* To do *
For every record below, repeat the text exactly and pass over any image.

* Data in this exercise *
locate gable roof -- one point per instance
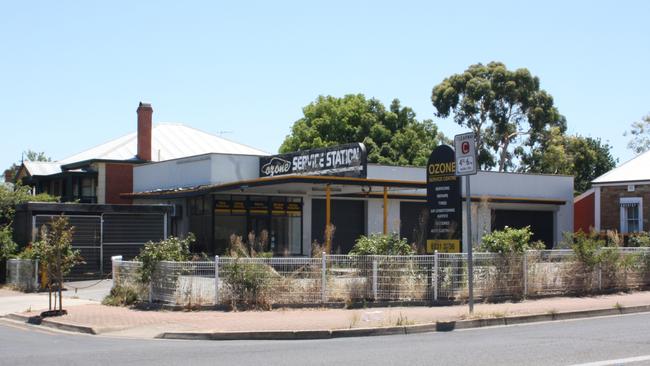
(634, 170)
(168, 141)
(42, 167)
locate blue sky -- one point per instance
(72, 73)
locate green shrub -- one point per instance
(121, 296)
(379, 244)
(170, 249)
(7, 245)
(639, 240)
(586, 247)
(249, 282)
(510, 240)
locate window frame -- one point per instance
(624, 219)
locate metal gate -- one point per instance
(98, 237)
(87, 238)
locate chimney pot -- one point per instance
(145, 114)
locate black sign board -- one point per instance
(444, 202)
(348, 160)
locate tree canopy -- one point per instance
(640, 134)
(30, 155)
(392, 136)
(585, 158)
(502, 107)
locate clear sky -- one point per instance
(72, 73)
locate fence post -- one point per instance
(600, 277)
(151, 284)
(374, 279)
(323, 287)
(18, 272)
(114, 259)
(435, 276)
(525, 267)
(216, 280)
(36, 274)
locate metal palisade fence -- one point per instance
(420, 279)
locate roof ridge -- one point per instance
(620, 166)
(220, 137)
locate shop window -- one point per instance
(631, 214)
(273, 223)
(87, 187)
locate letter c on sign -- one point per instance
(465, 147)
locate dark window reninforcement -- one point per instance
(348, 218)
(413, 222)
(540, 222)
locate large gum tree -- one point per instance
(507, 111)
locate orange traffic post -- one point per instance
(385, 210)
(328, 211)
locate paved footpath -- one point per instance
(120, 321)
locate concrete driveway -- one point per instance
(78, 293)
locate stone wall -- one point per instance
(610, 209)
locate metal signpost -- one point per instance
(466, 164)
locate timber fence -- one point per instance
(418, 279)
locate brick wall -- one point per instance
(610, 209)
(583, 213)
(119, 179)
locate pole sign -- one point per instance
(443, 202)
(465, 146)
(349, 160)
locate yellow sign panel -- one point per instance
(443, 246)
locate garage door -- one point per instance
(86, 238)
(348, 219)
(540, 222)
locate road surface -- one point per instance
(617, 340)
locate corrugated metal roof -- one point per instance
(637, 169)
(42, 167)
(169, 141)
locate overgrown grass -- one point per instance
(121, 296)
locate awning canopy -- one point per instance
(316, 186)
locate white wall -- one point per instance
(375, 216)
(495, 185)
(194, 171)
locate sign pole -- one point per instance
(466, 165)
(470, 261)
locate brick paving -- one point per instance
(120, 321)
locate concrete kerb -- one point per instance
(408, 329)
(38, 320)
(341, 333)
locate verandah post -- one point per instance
(216, 280)
(525, 274)
(435, 276)
(374, 279)
(323, 290)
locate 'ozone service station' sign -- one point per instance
(349, 160)
(443, 202)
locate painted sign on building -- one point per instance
(443, 202)
(348, 160)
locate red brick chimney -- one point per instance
(145, 113)
(10, 174)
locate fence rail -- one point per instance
(23, 274)
(408, 279)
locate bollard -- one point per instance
(435, 276)
(323, 287)
(374, 279)
(525, 267)
(36, 274)
(216, 280)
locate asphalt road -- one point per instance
(553, 343)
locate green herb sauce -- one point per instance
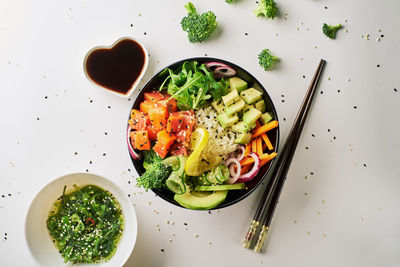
(86, 224)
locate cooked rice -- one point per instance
(220, 141)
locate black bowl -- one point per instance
(234, 196)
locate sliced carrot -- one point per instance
(259, 146)
(248, 149)
(265, 161)
(265, 128)
(250, 160)
(254, 146)
(267, 141)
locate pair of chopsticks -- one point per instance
(270, 198)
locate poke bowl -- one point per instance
(202, 133)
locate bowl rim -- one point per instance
(265, 92)
(125, 258)
(139, 78)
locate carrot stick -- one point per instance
(250, 160)
(265, 161)
(267, 141)
(254, 146)
(259, 146)
(248, 149)
(265, 128)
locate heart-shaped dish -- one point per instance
(119, 67)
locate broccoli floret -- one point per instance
(198, 26)
(156, 172)
(330, 30)
(267, 8)
(266, 60)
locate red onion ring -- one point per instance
(134, 155)
(234, 175)
(253, 172)
(224, 71)
(241, 148)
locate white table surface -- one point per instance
(346, 214)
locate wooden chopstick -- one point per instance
(274, 186)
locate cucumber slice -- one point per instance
(175, 183)
(173, 161)
(237, 186)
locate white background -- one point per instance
(345, 214)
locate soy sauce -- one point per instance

* Response to this exercise *
locate gable roof -- one point per instance
(634, 170)
(168, 141)
(42, 167)
locate blue sky -- one point per instance
(72, 73)
locate green shrub -- one point per instance
(121, 296)
(379, 244)
(170, 249)
(7, 245)
(639, 240)
(586, 247)
(249, 282)
(510, 240)
locate window frame -- one point per instance
(624, 219)
locate metal gate -- one point per instance
(98, 237)
(87, 238)
locate chimney pot -- one point per instance
(145, 114)
locate black sign board -- one point per instance
(444, 202)
(348, 160)
locate tree canopy -- one point per instance
(640, 134)
(30, 155)
(392, 136)
(585, 158)
(502, 107)
locate clear sky -- one point per instance
(72, 73)
locate fence post -- one point per instance
(600, 277)
(151, 284)
(374, 279)
(323, 287)
(18, 272)
(114, 259)
(435, 276)
(525, 267)
(216, 280)
(36, 274)
locate metal palisade fence -- one point per instance
(420, 279)
locate roof ridge -- one point per instance
(620, 166)
(220, 137)
locate shop window -- one point per instance
(631, 214)
(273, 223)
(87, 187)
locate letter c on sign -- one point per instance
(465, 147)
locate dark window reninforcement -- one point per instance
(348, 218)
(413, 222)
(540, 222)
locate large gum tree -- one point per instance
(507, 111)
locate orange traffic post -- one point per instance
(385, 210)
(328, 211)
locate paved footpath -- one point per instance
(120, 321)
locate concrete driveway -- one point per instance
(78, 293)
locate stone wall -- one point per instance
(610, 209)
locate metal signpost -- one point per instance
(466, 164)
locate timber fence -- one point per instance
(418, 279)
locate brick wall -- one point per instance
(610, 209)
(583, 213)
(119, 179)
locate pole sign -- one point per instance
(443, 202)
(465, 146)
(349, 160)
locate yellow sign panel -- one point per instance
(443, 246)
locate garage door -- one point per instance
(86, 238)
(348, 219)
(540, 222)
locate road surface -- one point per instance
(617, 340)
locate corrugated metal roof -- one point per instance
(637, 169)
(42, 167)
(169, 141)
locate overgrown grass -- one point per instance
(121, 296)
locate awning canopy -- one point per instance
(316, 186)
locate white wall -- one point per instance
(375, 216)
(495, 185)
(194, 171)
locate sign pole -- one point per instance
(466, 165)
(470, 261)
locate brick paving -- one point per instance
(120, 321)
locate concrete kerb -- one point per instance
(408, 329)
(38, 320)
(341, 333)
locate verandah post -- one point per instance
(216, 280)
(525, 274)
(435, 276)
(374, 279)
(323, 290)
locate 'ozone service station' sign -- one point per instance
(349, 160)
(443, 202)
locate painted sign on building -- one point per instance
(443, 202)
(348, 160)
locate red brick chimney -- one point per instance
(145, 113)
(10, 174)
locate fence rail -- one point per instance
(23, 274)
(408, 279)
locate bollard -- one point per instance
(435, 276)
(323, 287)
(374, 279)
(525, 267)
(36, 274)
(216, 280)
locate asphalt road -- one point per instance
(553, 343)
locate green herb sauce -- one point per instance
(86, 224)
locate cooked rice -- one point per instance
(220, 141)
locate black bowl -- one point per instance
(234, 196)
locate sliced carrot -- one point per instance
(259, 146)
(248, 149)
(265, 161)
(265, 128)
(250, 160)
(254, 146)
(267, 141)
locate pair of chopsticks -- one point per instance
(270, 198)
locate poke bowl -- one point per instance
(202, 133)
locate bowl rim -- one point per instance
(265, 92)
(125, 258)
(139, 78)
locate carrot stick -- one point per instance
(250, 160)
(265, 161)
(267, 141)
(254, 146)
(259, 146)
(248, 149)
(265, 128)
locate heart-shaped dish -- one point per instance
(119, 67)
locate broccoli floret -- one point per instance
(198, 26)
(156, 172)
(330, 30)
(267, 8)
(266, 60)
locate red onion ring -- one point per instance
(134, 155)
(234, 175)
(253, 172)
(224, 71)
(241, 148)
locate white table surface -- one point per instance
(346, 214)
locate wooden chopstick -- one point per instance
(274, 186)
locate cucumber slice -- one point per instance
(175, 183)
(173, 161)
(237, 186)
locate white background -- one point per instance
(345, 214)
locate soy sauce -- one point per instance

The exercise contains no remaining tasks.